:: EXERCISE ::
Please return every line of the records that contains the word "horse".

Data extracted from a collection

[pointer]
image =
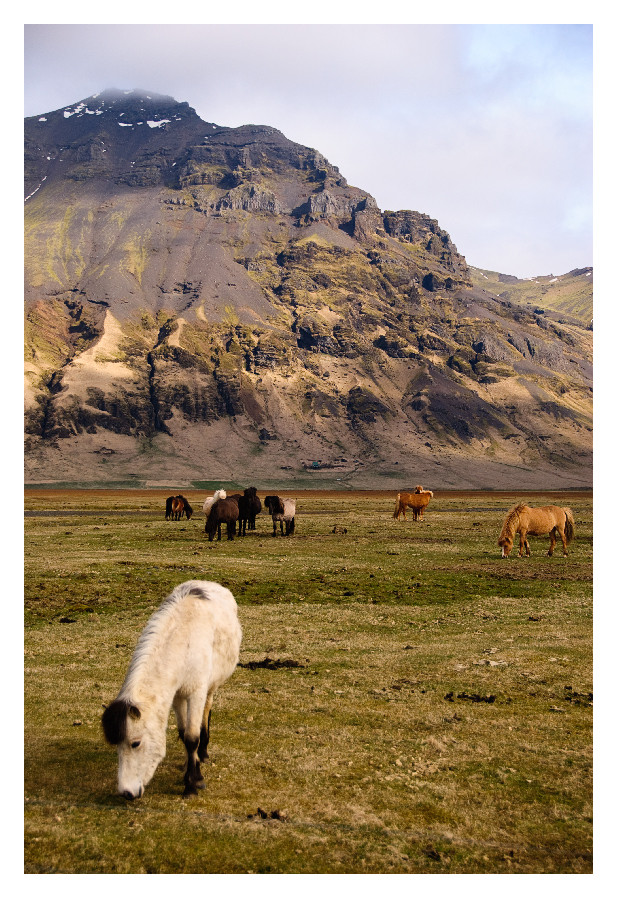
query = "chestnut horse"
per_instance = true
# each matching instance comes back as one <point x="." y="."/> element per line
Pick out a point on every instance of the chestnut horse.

:: RESULT OF THE TASK ::
query = "chestnut horse"
Pick out a point on every instance of the chestnut horse.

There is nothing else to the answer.